» Goal of the exercise: The task calls for every line of the data to be repeated exactly.

Natural-language object grounding data:
++++++++++++++++++++
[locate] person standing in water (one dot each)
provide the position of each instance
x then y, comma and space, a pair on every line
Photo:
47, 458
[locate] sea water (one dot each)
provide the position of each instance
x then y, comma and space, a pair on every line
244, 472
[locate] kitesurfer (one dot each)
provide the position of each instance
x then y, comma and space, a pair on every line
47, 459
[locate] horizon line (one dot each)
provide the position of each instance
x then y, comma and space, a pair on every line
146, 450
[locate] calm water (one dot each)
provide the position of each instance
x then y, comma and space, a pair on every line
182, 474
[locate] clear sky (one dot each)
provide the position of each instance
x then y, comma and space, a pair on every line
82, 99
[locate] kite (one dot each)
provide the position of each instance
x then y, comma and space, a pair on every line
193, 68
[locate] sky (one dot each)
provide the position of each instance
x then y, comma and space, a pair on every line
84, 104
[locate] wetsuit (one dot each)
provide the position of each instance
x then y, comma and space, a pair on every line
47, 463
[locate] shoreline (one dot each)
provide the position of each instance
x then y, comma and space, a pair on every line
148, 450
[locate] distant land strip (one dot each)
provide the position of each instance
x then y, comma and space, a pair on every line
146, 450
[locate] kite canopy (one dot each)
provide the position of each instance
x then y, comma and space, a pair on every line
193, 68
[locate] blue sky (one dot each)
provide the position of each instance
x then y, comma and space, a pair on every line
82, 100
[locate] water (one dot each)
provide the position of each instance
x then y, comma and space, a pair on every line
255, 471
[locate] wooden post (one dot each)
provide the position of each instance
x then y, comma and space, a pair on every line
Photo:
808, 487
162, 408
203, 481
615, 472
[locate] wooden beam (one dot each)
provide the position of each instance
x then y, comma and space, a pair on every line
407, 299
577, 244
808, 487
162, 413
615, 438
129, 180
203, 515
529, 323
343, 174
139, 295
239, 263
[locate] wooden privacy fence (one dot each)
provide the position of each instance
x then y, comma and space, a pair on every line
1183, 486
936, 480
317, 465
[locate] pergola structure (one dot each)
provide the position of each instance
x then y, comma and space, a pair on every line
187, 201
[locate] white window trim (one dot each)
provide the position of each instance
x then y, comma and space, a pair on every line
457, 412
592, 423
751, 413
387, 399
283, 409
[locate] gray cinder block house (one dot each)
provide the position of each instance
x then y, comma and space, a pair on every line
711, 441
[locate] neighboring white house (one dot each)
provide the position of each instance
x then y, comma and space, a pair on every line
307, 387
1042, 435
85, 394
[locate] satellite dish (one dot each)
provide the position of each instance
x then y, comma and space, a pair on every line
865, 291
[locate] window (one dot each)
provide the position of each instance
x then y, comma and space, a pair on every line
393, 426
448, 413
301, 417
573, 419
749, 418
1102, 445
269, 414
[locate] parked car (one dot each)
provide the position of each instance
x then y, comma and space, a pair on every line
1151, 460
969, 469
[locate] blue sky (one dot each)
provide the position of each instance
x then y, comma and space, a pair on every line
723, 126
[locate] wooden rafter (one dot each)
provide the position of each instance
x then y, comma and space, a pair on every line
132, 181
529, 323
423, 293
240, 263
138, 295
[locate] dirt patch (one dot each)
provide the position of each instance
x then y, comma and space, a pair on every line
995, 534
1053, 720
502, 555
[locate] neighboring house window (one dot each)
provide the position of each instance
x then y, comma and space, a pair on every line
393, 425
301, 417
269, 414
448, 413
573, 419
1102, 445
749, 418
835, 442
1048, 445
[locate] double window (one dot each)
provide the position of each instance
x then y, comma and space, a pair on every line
++++++++++++++++++++
» Result below:
[locate] person standing in water (one dot each)
provide the position of each instance
x then y, comma and space, a pair on every line
Photo:
47, 458
[locate] sea water (one dot each)
provide the position of each instance
x then y, comma and space, a pair on every line
244, 472
[locate] kitesurfer (one dot each)
provide the position of each instance
x then y, comma and space, a pair on every line
47, 459
[locate] horizon line (one dot each)
provide the position of each instance
x then y, comma and space, a pair on every line
146, 450
[locate] calm water (one dot each)
provide the position of each instance
x then y, comma and space, a pair on every line
182, 474
[locate] clear sky (one dot each)
provide the position of each instance
x then y, comma and space, a pair on every line
82, 99
[locate] kite (one dot each)
provide the position of each instance
x then y, comma and space, a pair on every line
193, 68
[locate] sky (one dot each)
provide the position of each instance
x then y, comma and space, a pair on every line
84, 104
[locate] wetsuit (one dot each)
provide the position of each instance
x then y, comma and space, a pair on every line
47, 463
[locate] shoreline (one dot each)
provide the position of each instance
x then y, comma and space, a pair on every line
148, 450
[locate] distant land strip (one dot each)
provide the position of each instance
x then y, comma and space, a pair on every line
146, 450
[locate] kite canopy (one dot each)
provide the position of each instance
x then y, comma and space, a pair on every line
193, 68
[locate] blue sky (one dot each)
provide the position of each instance
x then y, comma and space, a pair on every line
82, 100
[locate] water (one dot each)
provide the position of each instance
x then y, comma and space, a pair on every line
255, 471
[locate] wooden post (one dot each)
provide the position of each instance
x then y, comma and space, a pair on every line
Photo:
808, 487
162, 408
203, 481
615, 472
[locate] wooden beam (one dot each)
provide the position of each instance
x then y, comma and space, a pair on every line
407, 299
577, 244
808, 487
162, 413
615, 438
129, 180
203, 515
529, 323
343, 174
139, 295
239, 263
[locate] wooden privacy fence (one dot each)
provide the position of each instance
x then y, comma and space, a pair on every line
1183, 486
936, 480
317, 465
[locate] pergola structure (one dot each)
provide the position of each instance
x then y, comma and space, a pair on every line
187, 201
[locate] white window trim (one dot each)
provide the position of each instance
x then y, comma and space, a pair on every line
457, 412
592, 423
751, 413
387, 399
283, 409
[locate] gray cinder block house (one dot each)
provide the position of each instance
x then y, comma and space, a pair on every line
711, 441
[locate] neighboring white house (one dot each)
provide the position of each instance
x then y, comma and space, a pair on every line
307, 387
1042, 435
85, 394
[locate] satellite dish (one dot each)
provide the position of each instance
x then y, comma and space, a pair on every line
865, 291
[locate] window (one dot each)
provide the position of each instance
x then y, comma and space, a pair on every line
393, 426
448, 413
301, 417
573, 419
749, 418
1102, 445
269, 414
[locate] parked car (one dot each)
provide the position of each instance
x then y, comma and space, a pair on every line
1151, 460
969, 469
[locate] blue sky (one dot each)
provide the position of each instance
x then y, comma and space, a pair on every line
723, 126
[locate] wooden rafter (one dot each)
provide the position of each instance
x then y, comma and space, a pair on every line
132, 181
529, 323
423, 293
240, 263
138, 295
[locate] dirt patch (one dot each)
provide the position of each instance
x then y, comma and space, a pair on every line
995, 534
1053, 720
502, 555
[locate] neighboring house window (one dot each)
provide the position of each instance
x then y, comma and space, a pair on every line
393, 425
301, 417
269, 414
448, 413
573, 419
1102, 445
749, 418
835, 442
1048, 445
[locate] double window (one dot each)
provide the position of each instance
x then y, comma and space, a pair on every line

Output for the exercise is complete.